• _Written request_:
Reproduce the part of the lines below that opens with the line containing "Exercise. Pick out the nose" and closes with the one containing "pixel 622 153", swapping in "place a marker on" wherever "drop a point on" occurs and leaving everything else unchanged.

====

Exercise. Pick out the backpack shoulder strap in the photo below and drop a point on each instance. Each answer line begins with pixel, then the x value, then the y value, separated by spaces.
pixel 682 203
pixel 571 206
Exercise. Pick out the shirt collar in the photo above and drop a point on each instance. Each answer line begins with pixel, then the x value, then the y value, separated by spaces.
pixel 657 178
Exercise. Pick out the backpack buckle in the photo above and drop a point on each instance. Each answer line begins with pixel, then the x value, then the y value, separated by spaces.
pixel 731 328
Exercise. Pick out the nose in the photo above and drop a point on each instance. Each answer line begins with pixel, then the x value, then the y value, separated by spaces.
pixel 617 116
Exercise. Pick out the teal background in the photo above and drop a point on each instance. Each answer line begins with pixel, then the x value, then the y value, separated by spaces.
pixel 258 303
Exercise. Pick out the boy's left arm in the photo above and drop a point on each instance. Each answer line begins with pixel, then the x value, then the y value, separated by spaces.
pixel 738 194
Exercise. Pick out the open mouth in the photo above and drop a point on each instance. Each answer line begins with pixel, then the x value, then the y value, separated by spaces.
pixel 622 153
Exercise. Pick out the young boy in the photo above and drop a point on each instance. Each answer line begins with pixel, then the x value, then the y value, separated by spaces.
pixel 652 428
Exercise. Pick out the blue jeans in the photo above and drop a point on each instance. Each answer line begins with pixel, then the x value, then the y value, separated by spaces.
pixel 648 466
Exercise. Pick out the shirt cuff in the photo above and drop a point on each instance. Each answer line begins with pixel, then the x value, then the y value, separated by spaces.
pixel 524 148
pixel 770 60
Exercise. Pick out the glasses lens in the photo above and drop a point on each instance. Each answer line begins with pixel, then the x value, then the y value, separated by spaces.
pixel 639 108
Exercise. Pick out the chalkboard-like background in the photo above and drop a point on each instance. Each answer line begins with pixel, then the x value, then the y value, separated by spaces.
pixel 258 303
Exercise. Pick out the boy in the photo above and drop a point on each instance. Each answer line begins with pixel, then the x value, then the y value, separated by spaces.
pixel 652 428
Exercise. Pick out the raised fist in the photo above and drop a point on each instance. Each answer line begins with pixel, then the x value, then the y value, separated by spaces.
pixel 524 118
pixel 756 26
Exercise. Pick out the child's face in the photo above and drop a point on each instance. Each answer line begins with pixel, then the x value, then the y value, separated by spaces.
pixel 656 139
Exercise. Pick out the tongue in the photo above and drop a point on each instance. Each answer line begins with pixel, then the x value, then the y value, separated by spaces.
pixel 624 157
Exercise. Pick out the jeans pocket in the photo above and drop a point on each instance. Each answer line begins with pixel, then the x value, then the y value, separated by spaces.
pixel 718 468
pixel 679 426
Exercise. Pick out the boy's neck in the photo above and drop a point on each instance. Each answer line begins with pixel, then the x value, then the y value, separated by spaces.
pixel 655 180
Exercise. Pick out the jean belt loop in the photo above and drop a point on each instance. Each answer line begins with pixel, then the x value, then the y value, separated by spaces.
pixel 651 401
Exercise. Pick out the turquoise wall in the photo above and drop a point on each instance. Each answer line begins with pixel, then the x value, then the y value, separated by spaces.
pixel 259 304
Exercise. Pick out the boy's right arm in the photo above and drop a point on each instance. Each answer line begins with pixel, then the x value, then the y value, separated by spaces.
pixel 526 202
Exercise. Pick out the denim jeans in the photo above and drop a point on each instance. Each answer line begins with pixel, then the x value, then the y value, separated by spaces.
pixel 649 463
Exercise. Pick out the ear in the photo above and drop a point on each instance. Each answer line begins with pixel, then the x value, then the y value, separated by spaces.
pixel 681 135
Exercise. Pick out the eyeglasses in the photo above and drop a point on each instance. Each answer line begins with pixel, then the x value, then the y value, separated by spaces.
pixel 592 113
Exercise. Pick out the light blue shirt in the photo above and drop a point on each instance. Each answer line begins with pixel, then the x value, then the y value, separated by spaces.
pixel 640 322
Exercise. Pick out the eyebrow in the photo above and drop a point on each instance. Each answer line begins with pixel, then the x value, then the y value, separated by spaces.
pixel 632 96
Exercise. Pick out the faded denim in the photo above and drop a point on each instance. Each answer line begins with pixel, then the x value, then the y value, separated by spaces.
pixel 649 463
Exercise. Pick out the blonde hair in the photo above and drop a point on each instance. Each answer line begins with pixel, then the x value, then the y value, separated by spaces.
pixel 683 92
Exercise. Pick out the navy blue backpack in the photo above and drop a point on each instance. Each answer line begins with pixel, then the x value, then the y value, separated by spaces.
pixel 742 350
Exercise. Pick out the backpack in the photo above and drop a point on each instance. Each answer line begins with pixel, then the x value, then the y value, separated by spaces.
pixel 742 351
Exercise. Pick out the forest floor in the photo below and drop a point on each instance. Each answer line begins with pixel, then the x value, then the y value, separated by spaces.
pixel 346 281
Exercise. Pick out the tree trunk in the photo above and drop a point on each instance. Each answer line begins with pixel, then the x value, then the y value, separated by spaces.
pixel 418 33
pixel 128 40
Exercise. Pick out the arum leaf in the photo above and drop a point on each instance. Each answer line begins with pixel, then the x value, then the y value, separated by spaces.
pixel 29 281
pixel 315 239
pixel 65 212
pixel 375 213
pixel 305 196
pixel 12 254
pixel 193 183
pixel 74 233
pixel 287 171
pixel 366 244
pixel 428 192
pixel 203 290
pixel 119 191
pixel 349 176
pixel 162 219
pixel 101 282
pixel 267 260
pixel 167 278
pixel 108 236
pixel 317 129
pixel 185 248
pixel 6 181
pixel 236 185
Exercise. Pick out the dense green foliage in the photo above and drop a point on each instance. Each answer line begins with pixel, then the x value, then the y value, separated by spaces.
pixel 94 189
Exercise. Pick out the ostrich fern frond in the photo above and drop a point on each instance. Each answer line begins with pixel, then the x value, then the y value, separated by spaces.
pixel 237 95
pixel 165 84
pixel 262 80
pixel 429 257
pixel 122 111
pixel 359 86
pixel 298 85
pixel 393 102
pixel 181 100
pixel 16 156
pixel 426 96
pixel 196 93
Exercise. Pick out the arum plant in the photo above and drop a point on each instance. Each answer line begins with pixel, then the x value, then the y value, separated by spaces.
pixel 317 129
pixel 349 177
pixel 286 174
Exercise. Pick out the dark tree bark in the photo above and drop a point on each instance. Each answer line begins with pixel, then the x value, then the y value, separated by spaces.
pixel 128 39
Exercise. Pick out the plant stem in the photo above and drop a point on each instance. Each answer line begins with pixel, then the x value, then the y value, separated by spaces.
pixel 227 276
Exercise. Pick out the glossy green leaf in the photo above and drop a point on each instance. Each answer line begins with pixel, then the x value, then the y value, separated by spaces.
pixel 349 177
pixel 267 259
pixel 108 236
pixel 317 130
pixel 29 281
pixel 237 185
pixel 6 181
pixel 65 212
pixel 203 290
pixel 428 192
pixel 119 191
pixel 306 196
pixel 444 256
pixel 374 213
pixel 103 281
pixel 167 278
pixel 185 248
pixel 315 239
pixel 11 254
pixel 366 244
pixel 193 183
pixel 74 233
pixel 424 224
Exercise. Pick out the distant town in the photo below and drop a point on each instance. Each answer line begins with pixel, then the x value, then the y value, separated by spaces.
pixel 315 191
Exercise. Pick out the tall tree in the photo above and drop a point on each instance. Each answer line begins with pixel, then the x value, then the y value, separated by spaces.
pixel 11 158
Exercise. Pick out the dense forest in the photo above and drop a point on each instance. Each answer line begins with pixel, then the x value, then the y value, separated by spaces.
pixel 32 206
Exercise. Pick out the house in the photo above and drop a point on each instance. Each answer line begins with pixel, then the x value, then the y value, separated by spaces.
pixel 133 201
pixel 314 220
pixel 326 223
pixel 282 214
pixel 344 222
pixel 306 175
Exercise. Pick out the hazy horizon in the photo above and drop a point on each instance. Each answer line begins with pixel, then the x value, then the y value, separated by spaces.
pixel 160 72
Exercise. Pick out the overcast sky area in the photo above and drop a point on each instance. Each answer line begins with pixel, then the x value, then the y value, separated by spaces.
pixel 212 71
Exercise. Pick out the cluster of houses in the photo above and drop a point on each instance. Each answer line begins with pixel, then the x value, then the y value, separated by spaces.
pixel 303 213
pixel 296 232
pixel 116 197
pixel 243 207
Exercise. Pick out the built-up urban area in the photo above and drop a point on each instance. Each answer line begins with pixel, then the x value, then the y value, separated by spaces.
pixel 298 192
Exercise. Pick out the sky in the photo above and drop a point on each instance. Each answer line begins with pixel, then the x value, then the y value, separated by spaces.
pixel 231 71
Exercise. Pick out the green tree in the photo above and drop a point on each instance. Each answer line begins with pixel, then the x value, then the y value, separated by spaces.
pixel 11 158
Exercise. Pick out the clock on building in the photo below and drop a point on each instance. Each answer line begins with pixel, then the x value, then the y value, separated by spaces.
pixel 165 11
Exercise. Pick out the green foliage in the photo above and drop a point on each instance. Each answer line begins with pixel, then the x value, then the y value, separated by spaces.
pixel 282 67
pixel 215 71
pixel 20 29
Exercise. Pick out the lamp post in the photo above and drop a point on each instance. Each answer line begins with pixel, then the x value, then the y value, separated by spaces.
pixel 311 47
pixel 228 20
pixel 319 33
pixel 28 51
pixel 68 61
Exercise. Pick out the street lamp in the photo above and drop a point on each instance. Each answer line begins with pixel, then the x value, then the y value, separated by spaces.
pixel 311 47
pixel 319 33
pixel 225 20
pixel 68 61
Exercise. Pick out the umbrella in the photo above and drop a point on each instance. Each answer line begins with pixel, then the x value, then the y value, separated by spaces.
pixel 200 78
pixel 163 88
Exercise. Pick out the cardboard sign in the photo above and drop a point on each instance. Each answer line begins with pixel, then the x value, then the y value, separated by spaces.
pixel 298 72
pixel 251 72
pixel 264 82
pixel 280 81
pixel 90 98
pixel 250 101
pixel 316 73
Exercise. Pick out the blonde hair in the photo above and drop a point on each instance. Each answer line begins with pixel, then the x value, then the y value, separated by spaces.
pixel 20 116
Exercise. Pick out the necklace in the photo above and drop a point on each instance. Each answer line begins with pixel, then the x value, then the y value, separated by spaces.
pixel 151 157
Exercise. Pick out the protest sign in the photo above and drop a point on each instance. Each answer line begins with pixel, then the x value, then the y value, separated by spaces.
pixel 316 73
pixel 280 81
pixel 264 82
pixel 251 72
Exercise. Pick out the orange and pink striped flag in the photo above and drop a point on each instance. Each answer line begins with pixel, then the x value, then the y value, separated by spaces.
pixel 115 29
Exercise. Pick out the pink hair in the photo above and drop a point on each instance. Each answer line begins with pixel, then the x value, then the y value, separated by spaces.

====

• _Task output_:
Exercise. Pick out the nose in the photo above and place a marker on each instance. Each answer line begins with pixel, then the x value, then the y value, separated by spaces.
pixel 617 116
Exercise. Pick out the teal background in the photo above and place a marker on each instance. Each answer line begins with pixel, then the x value, then the y value, separated by spaces.
pixel 258 303
Exercise. Pick out the boy's left arm in the photo above and place a marker on each instance. Each answer line begins with pixel, then the x value, then the y value, separated by spaces.
pixel 738 194
Exercise. Pick out the open mouth in the photo above and place a marker on each instance. Each answer line begins with pixel, then the x value, then the y value, separated by spaces.
pixel 622 153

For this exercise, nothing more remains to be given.